● WHAT TO DO:
Say how many lines of the material include "front". Give the number without any other text.

——————————

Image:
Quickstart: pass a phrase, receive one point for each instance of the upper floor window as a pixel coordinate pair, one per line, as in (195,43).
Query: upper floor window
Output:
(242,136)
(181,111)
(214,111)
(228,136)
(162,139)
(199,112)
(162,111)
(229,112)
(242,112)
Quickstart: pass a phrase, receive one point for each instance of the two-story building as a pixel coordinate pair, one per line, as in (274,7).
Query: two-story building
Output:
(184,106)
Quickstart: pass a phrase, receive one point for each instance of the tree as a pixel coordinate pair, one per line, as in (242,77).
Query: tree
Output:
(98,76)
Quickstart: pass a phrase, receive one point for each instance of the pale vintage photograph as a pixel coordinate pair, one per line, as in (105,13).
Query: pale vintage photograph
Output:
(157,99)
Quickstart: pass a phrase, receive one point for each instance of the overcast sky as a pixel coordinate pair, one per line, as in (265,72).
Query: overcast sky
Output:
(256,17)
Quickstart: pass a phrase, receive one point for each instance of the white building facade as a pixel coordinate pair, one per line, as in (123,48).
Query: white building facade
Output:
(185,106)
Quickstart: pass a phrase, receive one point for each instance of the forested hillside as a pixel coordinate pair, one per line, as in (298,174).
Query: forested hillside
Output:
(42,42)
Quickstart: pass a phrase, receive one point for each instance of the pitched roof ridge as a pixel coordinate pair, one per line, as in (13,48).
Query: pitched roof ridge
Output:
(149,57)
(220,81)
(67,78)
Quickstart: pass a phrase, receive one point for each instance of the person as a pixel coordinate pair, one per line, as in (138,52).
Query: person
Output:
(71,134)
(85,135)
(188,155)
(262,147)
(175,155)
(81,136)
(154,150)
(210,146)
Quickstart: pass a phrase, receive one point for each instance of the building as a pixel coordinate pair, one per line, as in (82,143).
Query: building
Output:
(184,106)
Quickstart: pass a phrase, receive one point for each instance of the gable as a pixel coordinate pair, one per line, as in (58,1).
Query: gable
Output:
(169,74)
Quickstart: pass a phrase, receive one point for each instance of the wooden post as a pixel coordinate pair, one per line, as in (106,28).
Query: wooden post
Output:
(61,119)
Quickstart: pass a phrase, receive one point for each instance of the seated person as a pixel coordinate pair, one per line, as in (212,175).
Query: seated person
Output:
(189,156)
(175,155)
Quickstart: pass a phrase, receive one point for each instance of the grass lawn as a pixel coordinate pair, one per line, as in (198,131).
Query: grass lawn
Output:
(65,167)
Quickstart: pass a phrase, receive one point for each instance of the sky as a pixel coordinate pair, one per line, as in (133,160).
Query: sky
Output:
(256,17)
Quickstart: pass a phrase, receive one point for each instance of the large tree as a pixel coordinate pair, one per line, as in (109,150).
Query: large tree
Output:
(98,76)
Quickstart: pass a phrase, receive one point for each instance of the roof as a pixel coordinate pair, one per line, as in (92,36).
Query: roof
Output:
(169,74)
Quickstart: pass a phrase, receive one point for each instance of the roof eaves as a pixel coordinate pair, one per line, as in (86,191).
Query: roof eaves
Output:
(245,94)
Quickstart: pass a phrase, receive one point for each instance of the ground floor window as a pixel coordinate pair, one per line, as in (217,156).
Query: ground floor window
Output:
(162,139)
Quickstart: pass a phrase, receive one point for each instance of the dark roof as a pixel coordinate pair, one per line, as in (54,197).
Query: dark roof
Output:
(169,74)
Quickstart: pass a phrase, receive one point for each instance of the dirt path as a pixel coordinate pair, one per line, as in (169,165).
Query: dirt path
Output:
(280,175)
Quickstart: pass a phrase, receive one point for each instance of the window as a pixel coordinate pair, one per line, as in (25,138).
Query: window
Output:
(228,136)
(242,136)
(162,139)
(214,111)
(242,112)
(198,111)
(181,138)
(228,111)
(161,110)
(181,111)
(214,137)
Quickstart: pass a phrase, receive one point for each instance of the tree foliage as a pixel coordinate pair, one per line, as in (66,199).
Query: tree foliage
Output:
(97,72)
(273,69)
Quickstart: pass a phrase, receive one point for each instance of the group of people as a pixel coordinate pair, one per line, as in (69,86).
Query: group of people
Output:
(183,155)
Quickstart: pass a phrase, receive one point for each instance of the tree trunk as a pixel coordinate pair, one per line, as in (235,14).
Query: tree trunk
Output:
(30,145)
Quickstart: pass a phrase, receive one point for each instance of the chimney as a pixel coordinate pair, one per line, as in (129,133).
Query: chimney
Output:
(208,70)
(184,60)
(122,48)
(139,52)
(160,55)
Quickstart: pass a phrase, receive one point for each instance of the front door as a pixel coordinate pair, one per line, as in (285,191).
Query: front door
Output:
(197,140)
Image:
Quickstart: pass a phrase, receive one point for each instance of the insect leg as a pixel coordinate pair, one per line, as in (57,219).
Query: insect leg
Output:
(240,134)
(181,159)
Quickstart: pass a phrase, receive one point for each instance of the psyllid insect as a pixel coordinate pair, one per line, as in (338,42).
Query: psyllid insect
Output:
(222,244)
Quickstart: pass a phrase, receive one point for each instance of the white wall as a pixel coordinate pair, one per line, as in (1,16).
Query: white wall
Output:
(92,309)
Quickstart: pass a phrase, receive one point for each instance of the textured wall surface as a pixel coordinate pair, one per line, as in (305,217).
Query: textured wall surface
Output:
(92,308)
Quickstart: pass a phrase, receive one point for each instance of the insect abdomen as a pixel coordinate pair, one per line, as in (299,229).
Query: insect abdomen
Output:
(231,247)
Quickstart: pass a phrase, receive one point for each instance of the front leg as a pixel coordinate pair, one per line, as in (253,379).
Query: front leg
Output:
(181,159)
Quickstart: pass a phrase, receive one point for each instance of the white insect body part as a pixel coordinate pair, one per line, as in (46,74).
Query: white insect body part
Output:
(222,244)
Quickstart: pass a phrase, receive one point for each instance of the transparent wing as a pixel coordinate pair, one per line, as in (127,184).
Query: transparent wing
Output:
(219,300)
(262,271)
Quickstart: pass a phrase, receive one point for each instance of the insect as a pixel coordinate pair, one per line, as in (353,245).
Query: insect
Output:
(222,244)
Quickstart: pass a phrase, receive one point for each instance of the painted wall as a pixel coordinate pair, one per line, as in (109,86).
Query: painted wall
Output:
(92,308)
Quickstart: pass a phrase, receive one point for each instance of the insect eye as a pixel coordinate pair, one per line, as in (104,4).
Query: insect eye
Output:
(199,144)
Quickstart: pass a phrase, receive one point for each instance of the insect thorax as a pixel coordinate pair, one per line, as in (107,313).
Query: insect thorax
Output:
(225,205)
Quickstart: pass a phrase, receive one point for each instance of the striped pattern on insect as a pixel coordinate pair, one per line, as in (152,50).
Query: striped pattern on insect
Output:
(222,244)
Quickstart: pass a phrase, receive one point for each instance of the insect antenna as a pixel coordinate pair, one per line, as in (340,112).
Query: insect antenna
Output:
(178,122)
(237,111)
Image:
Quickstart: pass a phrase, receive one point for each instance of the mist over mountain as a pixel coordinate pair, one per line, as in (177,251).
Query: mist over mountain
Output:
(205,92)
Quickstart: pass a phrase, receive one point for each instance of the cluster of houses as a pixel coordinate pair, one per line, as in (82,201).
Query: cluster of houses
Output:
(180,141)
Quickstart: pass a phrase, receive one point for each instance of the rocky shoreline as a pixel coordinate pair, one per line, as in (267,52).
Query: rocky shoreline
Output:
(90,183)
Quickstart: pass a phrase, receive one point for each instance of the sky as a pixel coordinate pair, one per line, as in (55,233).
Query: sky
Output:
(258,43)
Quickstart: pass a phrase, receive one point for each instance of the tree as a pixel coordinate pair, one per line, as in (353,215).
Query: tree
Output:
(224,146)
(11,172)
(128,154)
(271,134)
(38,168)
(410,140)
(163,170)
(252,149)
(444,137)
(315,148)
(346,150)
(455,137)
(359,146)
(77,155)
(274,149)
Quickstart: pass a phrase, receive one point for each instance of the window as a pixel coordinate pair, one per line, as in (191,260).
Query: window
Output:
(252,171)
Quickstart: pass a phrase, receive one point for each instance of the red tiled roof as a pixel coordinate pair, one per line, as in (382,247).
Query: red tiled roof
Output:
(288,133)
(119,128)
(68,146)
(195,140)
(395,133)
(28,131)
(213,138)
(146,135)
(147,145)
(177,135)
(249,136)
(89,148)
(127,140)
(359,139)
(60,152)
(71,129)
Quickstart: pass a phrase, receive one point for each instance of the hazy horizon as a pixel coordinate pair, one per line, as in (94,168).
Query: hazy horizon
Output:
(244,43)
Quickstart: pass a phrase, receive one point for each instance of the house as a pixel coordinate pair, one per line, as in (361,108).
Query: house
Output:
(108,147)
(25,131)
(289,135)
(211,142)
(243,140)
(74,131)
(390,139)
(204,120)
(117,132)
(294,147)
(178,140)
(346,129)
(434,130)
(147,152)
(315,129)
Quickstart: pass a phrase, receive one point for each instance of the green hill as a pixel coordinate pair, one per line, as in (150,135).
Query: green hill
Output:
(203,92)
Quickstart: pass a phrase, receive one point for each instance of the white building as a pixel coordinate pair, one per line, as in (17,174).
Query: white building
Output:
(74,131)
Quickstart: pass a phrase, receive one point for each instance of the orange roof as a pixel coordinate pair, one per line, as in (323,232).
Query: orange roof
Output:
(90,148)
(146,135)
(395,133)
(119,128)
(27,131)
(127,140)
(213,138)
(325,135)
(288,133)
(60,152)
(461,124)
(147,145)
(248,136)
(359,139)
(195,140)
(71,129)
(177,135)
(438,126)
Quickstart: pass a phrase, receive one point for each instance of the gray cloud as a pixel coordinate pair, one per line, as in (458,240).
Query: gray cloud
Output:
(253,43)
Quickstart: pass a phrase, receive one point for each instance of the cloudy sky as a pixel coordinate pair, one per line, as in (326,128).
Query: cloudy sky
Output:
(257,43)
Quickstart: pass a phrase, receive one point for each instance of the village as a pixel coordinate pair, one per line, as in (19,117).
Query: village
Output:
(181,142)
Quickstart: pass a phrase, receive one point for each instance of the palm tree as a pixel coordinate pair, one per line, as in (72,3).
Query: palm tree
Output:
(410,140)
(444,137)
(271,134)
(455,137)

——————————

● WORKED SOLUTION:
4